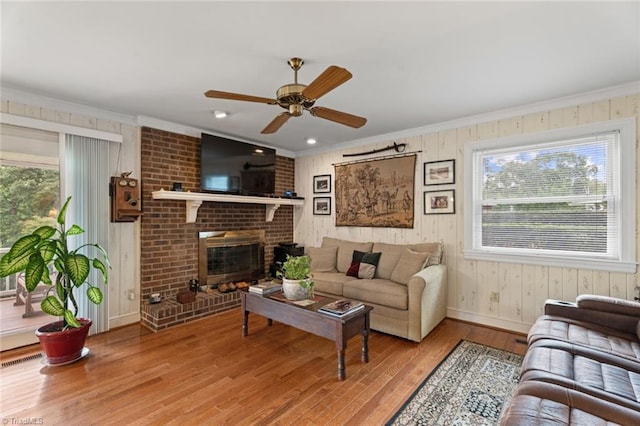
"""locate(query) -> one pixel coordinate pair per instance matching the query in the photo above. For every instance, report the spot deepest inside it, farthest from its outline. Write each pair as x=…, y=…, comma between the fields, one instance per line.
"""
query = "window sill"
x=563, y=262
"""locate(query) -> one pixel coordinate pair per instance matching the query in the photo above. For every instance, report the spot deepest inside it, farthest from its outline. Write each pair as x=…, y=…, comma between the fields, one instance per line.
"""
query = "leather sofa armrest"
x=611, y=317
x=608, y=304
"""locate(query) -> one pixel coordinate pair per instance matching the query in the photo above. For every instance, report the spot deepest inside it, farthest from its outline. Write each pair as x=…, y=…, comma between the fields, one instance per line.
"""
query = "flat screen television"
x=233, y=167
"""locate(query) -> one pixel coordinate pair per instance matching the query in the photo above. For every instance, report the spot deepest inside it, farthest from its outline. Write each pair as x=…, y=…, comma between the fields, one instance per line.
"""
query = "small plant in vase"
x=296, y=278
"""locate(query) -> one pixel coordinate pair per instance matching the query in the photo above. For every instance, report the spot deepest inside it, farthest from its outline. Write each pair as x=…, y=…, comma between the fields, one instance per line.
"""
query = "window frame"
x=624, y=166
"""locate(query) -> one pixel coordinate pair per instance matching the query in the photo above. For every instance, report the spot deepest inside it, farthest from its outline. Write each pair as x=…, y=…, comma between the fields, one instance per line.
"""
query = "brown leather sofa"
x=582, y=366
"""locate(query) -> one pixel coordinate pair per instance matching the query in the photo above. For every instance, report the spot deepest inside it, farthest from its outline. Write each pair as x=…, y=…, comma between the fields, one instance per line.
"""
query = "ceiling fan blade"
x=238, y=97
x=276, y=123
x=331, y=78
x=338, y=116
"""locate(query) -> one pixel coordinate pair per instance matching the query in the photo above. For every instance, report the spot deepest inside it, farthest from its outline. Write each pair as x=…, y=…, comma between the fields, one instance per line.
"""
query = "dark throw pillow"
x=363, y=265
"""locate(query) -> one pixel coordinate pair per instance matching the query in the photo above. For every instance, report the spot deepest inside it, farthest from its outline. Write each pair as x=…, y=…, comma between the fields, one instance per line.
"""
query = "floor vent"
x=20, y=360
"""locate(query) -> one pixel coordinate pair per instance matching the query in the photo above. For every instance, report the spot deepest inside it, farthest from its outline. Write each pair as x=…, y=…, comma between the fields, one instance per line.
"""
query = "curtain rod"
x=404, y=154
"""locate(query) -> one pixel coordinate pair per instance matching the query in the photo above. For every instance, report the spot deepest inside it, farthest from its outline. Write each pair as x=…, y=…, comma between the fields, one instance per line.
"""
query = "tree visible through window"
x=556, y=198
x=28, y=199
x=548, y=198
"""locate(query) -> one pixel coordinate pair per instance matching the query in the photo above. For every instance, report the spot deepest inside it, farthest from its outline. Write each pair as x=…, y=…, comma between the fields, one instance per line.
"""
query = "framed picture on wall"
x=440, y=172
x=439, y=202
x=322, y=184
x=322, y=205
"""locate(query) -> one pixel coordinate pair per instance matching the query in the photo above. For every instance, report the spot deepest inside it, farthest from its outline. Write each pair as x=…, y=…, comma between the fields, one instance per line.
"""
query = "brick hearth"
x=169, y=245
x=169, y=312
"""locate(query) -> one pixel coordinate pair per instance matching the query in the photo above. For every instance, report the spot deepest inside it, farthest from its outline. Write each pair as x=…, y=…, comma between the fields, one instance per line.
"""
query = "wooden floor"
x=205, y=372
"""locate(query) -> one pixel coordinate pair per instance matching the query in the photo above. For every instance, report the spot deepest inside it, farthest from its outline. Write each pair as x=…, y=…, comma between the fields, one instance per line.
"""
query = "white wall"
x=124, y=240
x=521, y=289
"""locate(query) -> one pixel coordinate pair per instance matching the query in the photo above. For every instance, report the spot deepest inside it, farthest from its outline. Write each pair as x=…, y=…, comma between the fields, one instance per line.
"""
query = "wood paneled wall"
x=504, y=295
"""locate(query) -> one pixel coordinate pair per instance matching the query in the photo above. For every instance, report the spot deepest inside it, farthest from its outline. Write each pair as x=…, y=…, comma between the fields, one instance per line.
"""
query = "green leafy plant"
x=298, y=268
x=45, y=250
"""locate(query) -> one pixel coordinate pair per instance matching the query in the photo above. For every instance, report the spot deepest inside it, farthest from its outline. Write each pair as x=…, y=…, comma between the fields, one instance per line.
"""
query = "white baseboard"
x=16, y=339
x=515, y=326
x=124, y=320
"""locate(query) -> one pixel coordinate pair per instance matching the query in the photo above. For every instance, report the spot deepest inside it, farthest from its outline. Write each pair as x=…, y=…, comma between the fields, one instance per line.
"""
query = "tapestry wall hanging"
x=376, y=193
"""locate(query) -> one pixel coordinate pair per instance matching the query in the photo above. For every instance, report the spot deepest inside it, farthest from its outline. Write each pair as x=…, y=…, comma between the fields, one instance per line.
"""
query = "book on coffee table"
x=341, y=307
x=265, y=288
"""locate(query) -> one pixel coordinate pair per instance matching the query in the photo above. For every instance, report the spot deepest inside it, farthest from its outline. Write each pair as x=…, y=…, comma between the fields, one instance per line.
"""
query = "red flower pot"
x=65, y=346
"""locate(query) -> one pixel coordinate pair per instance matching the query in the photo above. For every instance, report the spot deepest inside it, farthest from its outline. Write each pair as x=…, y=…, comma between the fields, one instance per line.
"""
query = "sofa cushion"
x=378, y=291
x=345, y=251
x=409, y=263
x=435, y=250
x=586, y=334
x=579, y=371
x=390, y=253
x=323, y=259
x=363, y=265
x=330, y=282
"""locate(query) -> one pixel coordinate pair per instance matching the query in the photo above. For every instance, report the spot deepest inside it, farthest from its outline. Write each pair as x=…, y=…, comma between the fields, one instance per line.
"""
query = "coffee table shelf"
x=307, y=318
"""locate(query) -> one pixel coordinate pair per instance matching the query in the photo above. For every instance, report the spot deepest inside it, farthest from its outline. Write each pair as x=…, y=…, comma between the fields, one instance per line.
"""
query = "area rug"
x=470, y=386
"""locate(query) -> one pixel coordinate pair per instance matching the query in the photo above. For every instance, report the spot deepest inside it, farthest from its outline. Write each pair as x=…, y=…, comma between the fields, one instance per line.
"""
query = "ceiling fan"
x=297, y=97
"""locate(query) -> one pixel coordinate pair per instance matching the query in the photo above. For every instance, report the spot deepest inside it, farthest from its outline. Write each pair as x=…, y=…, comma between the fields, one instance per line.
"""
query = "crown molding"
x=548, y=105
x=33, y=99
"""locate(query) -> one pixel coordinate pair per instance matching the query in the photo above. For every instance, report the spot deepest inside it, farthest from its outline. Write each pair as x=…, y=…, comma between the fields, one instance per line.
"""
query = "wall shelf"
x=193, y=201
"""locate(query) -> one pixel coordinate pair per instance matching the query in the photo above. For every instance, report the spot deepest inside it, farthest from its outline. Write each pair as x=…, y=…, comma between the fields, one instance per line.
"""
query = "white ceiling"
x=413, y=63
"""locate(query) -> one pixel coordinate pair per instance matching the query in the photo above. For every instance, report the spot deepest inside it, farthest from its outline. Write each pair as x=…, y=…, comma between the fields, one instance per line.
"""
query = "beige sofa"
x=407, y=290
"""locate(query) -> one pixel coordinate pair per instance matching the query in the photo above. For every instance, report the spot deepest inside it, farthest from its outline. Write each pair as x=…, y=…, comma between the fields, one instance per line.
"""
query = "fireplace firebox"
x=231, y=256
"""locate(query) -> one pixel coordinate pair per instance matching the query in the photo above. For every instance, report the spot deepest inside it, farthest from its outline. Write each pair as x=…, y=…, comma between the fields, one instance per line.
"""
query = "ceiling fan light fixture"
x=295, y=110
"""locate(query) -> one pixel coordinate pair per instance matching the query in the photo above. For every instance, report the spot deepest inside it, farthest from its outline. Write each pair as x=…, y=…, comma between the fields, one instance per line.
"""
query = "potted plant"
x=45, y=257
x=296, y=278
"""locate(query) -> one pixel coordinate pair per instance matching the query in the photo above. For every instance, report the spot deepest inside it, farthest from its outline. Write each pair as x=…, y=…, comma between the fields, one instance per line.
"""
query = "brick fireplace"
x=169, y=245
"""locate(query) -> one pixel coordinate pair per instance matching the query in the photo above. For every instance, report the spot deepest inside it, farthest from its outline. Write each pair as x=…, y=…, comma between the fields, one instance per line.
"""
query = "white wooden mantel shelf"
x=193, y=201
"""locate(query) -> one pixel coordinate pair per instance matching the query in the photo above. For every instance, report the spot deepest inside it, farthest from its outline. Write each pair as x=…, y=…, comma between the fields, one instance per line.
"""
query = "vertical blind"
x=555, y=197
x=86, y=162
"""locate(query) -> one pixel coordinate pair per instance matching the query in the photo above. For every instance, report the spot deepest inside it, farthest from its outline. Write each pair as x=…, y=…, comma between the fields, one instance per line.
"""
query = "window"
x=564, y=197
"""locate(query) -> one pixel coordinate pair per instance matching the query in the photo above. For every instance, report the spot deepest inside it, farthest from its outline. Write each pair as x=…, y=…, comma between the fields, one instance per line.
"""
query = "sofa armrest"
x=427, y=292
x=596, y=310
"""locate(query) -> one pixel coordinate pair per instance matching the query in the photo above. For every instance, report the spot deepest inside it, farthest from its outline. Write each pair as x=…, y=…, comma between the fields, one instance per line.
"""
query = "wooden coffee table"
x=307, y=318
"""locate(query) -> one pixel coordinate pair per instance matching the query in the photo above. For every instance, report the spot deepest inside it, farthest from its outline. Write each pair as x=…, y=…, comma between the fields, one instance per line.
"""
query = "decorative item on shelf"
x=185, y=296
x=46, y=258
x=296, y=278
x=125, y=198
x=322, y=184
x=322, y=205
x=193, y=285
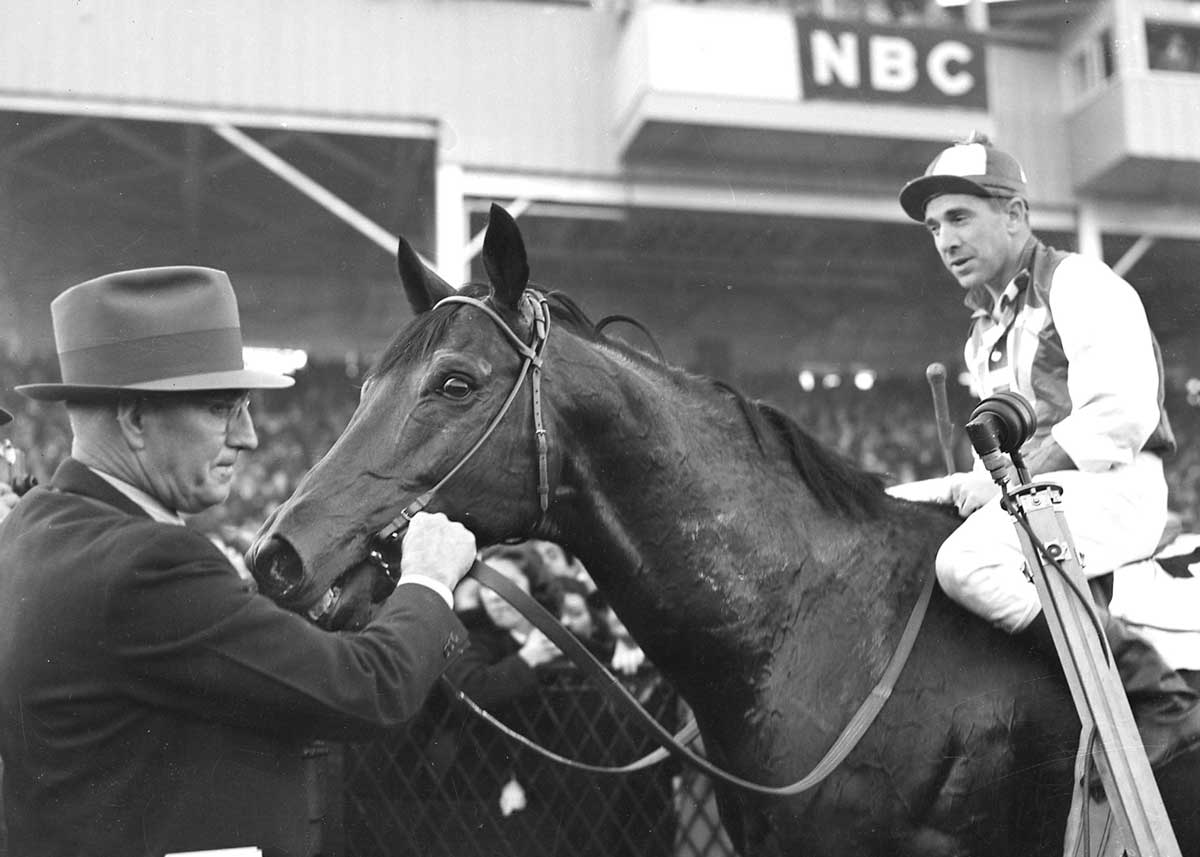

-------------------------

• WHAT YOU WILL DO: Lay out the stretch from the start of the records through the line containing "x=608, y=304" as a JSON list of strings, one string per line, with blank lines omitted and the pictures left out.

• RESULT OF THE EXERCISE:
[
  "\"\"\"locate(query) -> one pixel coordinate pair per instance matching the query in the photo above. For every instance, report the spot deepest inside it, farthest from its outline. Write each pair as x=…, y=…, comma between the fields, one instance per line.",
  "\"\"\"",
  "query = \"window sill\"",
  "x=563, y=262",
  "\"\"\"locate(query) -> one pixel coordinate pair per instance matching the query in the photo above. For every instance, report the spot deepest inside it, farthest from its outline. Write each pair as x=…, y=…, comma between the fields, one instance per line.",
  "\"\"\"",
  "query = \"leather sofa armrest\"",
  "x=611, y=317",
  "x=608, y=304"
]